-- Start of Entries supplied --
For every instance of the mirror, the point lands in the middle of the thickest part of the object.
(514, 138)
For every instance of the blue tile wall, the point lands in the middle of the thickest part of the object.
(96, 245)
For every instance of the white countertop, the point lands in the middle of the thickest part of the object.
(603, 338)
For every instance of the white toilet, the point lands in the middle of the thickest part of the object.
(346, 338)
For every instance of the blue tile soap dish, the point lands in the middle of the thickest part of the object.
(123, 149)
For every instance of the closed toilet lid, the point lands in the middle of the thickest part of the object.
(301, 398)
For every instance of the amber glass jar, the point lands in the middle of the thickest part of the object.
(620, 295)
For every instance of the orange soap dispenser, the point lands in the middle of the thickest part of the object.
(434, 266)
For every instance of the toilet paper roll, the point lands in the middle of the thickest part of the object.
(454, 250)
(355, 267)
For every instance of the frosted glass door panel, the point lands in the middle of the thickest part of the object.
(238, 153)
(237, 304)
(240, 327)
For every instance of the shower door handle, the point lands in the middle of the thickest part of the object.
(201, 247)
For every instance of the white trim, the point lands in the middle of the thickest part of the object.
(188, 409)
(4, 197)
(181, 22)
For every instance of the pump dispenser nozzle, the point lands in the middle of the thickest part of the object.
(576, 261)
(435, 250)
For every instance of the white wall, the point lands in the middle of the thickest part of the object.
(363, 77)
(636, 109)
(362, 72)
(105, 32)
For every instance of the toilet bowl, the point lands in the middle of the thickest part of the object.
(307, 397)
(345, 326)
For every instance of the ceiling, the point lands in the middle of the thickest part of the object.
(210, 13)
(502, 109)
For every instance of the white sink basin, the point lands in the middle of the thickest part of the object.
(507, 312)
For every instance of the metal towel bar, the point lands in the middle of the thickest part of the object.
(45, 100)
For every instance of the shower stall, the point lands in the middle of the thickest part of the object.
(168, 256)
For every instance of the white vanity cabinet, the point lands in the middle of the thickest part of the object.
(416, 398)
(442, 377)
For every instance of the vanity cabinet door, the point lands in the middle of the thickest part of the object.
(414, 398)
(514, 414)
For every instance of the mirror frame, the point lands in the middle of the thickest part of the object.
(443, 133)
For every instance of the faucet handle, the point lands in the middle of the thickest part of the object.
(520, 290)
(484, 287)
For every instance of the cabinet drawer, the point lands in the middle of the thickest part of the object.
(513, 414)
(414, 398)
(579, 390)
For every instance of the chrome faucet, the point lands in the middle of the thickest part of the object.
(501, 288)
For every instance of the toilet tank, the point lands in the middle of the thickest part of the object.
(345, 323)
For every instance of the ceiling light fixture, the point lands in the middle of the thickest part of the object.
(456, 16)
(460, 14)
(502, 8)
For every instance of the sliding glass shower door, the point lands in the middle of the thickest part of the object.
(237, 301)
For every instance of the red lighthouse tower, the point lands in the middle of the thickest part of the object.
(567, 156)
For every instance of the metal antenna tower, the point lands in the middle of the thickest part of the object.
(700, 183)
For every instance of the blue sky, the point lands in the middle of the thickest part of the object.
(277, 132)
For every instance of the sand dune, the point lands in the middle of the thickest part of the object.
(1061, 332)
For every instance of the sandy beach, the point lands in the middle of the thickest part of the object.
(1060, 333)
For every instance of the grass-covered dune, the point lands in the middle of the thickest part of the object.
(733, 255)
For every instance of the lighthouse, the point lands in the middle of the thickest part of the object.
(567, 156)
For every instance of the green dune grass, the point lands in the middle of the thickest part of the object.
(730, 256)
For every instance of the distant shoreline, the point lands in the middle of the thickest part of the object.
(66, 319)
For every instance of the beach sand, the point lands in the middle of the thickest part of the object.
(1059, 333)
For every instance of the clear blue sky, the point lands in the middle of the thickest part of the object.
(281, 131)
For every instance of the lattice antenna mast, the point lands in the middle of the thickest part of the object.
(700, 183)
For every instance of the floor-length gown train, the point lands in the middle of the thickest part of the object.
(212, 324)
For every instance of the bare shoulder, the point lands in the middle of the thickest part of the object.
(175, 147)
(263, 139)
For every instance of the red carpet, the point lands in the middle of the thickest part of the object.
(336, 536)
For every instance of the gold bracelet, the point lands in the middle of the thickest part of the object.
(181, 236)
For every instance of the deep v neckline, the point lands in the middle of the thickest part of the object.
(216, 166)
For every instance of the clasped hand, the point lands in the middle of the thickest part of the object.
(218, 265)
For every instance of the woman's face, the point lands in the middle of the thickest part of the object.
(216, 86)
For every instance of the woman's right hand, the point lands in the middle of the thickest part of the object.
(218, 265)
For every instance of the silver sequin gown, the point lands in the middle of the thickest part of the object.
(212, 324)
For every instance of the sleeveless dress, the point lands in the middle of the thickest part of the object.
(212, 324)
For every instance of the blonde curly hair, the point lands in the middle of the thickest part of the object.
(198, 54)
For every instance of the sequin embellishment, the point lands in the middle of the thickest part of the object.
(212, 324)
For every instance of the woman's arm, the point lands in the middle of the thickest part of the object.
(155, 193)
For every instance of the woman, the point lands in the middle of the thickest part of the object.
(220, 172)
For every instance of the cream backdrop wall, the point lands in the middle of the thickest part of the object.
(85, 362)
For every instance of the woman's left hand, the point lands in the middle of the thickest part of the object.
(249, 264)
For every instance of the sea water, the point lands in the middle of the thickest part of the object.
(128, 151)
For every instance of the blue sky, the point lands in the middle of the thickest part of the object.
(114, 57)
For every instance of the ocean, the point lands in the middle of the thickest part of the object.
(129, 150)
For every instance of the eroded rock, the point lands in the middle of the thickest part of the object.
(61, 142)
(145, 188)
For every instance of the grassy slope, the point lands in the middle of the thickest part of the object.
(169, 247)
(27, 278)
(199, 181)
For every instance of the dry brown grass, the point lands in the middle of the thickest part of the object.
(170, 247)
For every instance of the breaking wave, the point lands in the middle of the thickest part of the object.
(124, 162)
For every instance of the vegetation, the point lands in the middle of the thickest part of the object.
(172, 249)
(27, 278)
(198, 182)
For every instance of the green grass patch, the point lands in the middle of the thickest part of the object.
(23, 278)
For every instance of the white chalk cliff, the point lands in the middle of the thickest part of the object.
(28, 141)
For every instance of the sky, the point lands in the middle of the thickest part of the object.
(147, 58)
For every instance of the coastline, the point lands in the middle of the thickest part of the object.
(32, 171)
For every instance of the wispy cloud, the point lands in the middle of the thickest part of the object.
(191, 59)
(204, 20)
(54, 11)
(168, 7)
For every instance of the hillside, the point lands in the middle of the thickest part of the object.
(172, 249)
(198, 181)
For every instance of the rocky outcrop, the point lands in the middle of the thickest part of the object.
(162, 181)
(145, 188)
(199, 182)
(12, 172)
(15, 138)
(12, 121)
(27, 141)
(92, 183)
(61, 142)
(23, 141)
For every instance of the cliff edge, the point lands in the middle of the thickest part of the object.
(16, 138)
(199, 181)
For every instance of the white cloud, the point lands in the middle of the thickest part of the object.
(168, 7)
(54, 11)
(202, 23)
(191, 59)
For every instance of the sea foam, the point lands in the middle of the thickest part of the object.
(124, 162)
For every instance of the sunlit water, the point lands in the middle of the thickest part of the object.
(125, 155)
-- End of Entries supplied --
> [What you should do]:
All of the entries above need to be reproduced exactly.

> [Solution to the problem]:
For every instance of the mirror, the point lands in the middle of the thickest part of the object.
(514, 138)
For every instance of the blue tile wall, the point lands in the middle of the thickest part of the object.
(96, 245)
For every instance of the white countertop, the point lands in the middle of the thickest part of the object.
(603, 338)
For every instance of the white toilet, the point lands in the middle of the thickest part of the object.
(346, 338)
For every instance of the blue tile soap dish, the point lands in the middle of the thickest part of the object.
(123, 149)
For every instance of the closed toilet lid, the point lands in the middle of the thickest part of the object.
(301, 398)
For every instance of the amber glass jar, the point lands in the middle of the thickest part of the object.
(620, 295)
For every instance of the orange soap dispenser, the point lands in the middle of the thickest part of the object.
(434, 266)
For every instance of the toilet paper roll, the point lands in the middle of the thickest part of the object.
(454, 250)
(355, 267)
For every instance of the frosted glass door panel, the point lands in the middle of the thickest part of the object.
(238, 153)
(237, 304)
(240, 327)
For every instance of the shower door handle, the point lands in the middle of the thickest part of the object.
(201, 247)
For every instance of the white trim, the point lands in the middle of the thickest part of the object.
(188, 409)
(4, 197)
(181, 22)
For every instance of the pump dispenser nozzle, the point lands in the middle of the thickest part of the object.
(576, 261)
(435, 250)
For every instance of the white wall, the point lands in the middle of the thickest part of the object.
(363, 77)
(636, 109)
(362, 72)
(105, 32)
For every instance of the toilet bowl, the point lands in the middle of the thickest part of the object.
(307, 397)
(345, 326)
For every instance of the ceiling, the point lands in the middle of the thickest part of the object.
(210, 13)
(502, 109)
For every instance of the white sink basin, the point lands in the middle of the thickest part of the object.
(507, 312)
For every instance of the metal towel bar, the point lands in the middle of the thickest part of the object.
(45, 100)
For every instance of the shower stall, the point lands in the middle of the thickest part of the object.
(168, 256)
For every instance of the white vanity cabinet, the point lands in the middle of the thickest part of the object.
(416, 398)
(442, 377)
For every instance of the vanity cabinet door, the point lands in the middle of the thickest part of the object.
(414, 398)
(514, 414)
For every instance of the mirror frame, the point lands in the middle of the thickest part of the object.
(443, 133)
For every instance of the faucet handle, the point lands in the middle of the thickest part of the object.
(520, 290)
(484, 287)
For every instance of the cabinet drawer, the point lands in the middle of the thickest part of the object.
(513, 414)
(414, 398)
(579, 390)
For every instance of the chrome faucet, the point lands in the middle of the thickest part of the object.
(501, 288)
For every instance of the toilet tank, the point lands in the middle of the thickest part of the object.
(345, 323)
For every instance of the ceiling light fixture, the point lands in the middle of the thickest part of the object.
(456, 16)
(460, 14)
(502, 8)
For every instance of the sliding glass shower door, the point lands in the middle of the thickest part of the object.
(237, 301)
For every instance of the red lighthouse tower, the point lands in the middle of the thickest part of the object.
(567, 156)
For every instance of the metal antenna tower, the point lands in the middle of the thickest part of the object.
(700, 183)
For every instance of the blue sky, the point lands in the middle of the thickest part of the object.
(277, 132)
For every instance of the sand dune, the point lands in the middle of the thickest part of the object.
(1061, 332)
For every instance of the sandy beach, the point lands in the middle of the thickest part of the object.
(1060, 333)
For every instance of the grass-covered dune, the point lands in the middle of the thickest part of the object.
(733, 255)
For every instance of the lighthouse, the point lands in the middle of the thickest part of the object.
(567, 156)
For every instance of the green dune grass, the point lands in the middle of the thickest part of the object.
(730, 256)
For every instance of the distant shoreline, the point lands in the middle of the thickest part of the object.
(66, 319)
For every instance of the beach sand, the point lands in the middle of the thickest part of the object.
(1059, 333)
For every instance of the clear blue sky, the point lands in the middle of the thickest part of the object.
(281, 131)
For every instance of the lattice antenna mast, the point lands in the middle of the thickest part of the object.
(700, 183)
For every instance of the floor-length gown train, the point lands in the middle of the thickest part of the object.
(212, 324)
For every instance of the bare shoulder, the point lands in the middle of the thickest part of the object.
(175, 147)
(263, 139)
For every instance of the red carpet, the point lands in the middle of the thickest part of the object.
(336, 536)
For every instance of the gold bracelet, the point lands in the middle of the thickest part of the object.
(181, 236)
For every instance of the deep v neckline, the point lands in the middle of the thickest part of the object.
(216, 166)
For every instance of the clasped hand, the point lands in the middle of the thickest part of the object.
(218, 265)
For every instance of the woman's face, the point lands in the middle of the thickest part of the object.
(216, 86)
For every instance of the woman's right hand, the point lands in the middle of the thickest part of the object.
(218, 265)
For every instance of the silver sequin gown, the point lands in the middle of the thickest part of the object.
(212, 324)
For every instance of the sleeveless dress, the point lands in the middle of the thickest part of the object.
(212, 324)
For every instance of the blonde curly hair, the point lands in the middle of the thickest part of the object.
(198, 54)
For every instance of the sequin embellishment, the point lands in the middle of the thickest part of the object.
(212, 324)
For every instance of the woman's arm, the point lands in the middle of the thickest part of the object.
(155, 193)
For every instance of the woman, the point lands in the middle of the thickest part of the object.
(220, 172)
For every instance of the cream backdrop wall, the point lands in the middle of the thickest part of the object.
(85, 362)
For every instance of the woman's left hand, the point lands in the middle of the thickest part of the object.
(249, 264)
For every instance of the sea water, the point lands in the middle of the thickest part of the object.
(128, 151)
For every instance of the blue sky, the point lands in the middle of the thickest part of the object.
(114, 57)
For every instance of the ocean, the point lands in the middle of the thickest part of the object.
(129, 150)
For every instance of the eroded rock, the point lands in the middle of the thickest part of the object.
(61, 142)
(145, 188)
For every instance of the grassy slope, the point lands in the middle of the thickest part of the object.
(169, 247)
(27, 278)
(199, 181)
For every instance of the dry brown grass, the point lands in the middle of the thickest part of the object.
(170, 247)
For every instance of the breaking wave, the point lands in the middle of the thickest part of the object.
(124, 162)
For every instance of the vegetation, the point lands in the middle of the thickest part of the object.
(172, 249)
(27, 278)
(198, 182)
For every instance of the green grass patch, the point lands in the middle of the thickest part of the object.
(23, 278)
For every instance of the white chalk cliff, the point lands in the middle of the thickest part of the object.
(28, 141)
For every instance of the sky, the point lands in the middle of the thickest part of the object.
(147, 58)
For every instance of the coastline, the point lands in the middle of the thickest part of the object.
(32, 171)
For every instance of the wispy cloud, the point lands in the middle of the thickest part of the object.
(191, 59)
(204, 20)
(54, 11)
(168, 7)
For every instance of the hillside, the point lands in the middle of the thickest part of the object.
(172, 249)
(198, 181)
For every instance of the rocky outcrop, the point lands in the middle of the thickest part of the object.
(162, 181)
(145, 188)
(199, 182)
(12, 172)
(15, 138)
(12, 121)
(27, 141)
(92, 183)
(61, 142)
(23, 141)
For every instance of the cliff edge, the point lands in the middle of the thickest part of the object.
(16, 138)
(199, 181)
For every instance of the white cloud, the point lands in the middle of the thickest part of the object.
(168, 7)
(54, 11)
(202, 23)
(191, 59)
For every instance of the sea foam, the point lands in the middle of the thickest part of the object.
(124, 162)
For every instance of the sunlit water, the point lands in the middle of the thickest part of the object.
(125, 155)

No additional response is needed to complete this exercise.